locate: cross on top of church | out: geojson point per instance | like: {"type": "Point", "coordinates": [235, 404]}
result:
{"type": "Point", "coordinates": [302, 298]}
--
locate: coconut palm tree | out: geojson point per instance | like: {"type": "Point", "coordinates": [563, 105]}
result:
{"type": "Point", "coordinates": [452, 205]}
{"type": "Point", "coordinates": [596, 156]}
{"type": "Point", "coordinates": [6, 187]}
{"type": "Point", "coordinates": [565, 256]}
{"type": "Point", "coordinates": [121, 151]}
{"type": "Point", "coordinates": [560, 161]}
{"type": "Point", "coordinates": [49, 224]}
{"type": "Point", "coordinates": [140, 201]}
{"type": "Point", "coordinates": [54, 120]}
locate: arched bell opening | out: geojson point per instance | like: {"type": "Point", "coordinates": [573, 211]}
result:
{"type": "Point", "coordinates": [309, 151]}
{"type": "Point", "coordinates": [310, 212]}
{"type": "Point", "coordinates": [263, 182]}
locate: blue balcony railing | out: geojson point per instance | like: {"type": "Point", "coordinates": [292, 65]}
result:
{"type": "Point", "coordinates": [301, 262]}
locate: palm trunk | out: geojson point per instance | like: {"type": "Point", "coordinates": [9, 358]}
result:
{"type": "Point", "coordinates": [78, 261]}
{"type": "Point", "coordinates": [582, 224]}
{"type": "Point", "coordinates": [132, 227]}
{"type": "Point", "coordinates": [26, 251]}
---
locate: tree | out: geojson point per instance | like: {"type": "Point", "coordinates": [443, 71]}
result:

WHAT IS EXPECTED> Return every line of the records above that contains the word "palm", matching case exactly.

FULL RESPONSE>
locate: coconut palm tree | out: geojson point per instance | like: {"type": "Point", "coordinates": [563, 105]}
locate: palm trunk | out: geojson point per instance | like: {"type": "Point", "coordinates": [9, 358]}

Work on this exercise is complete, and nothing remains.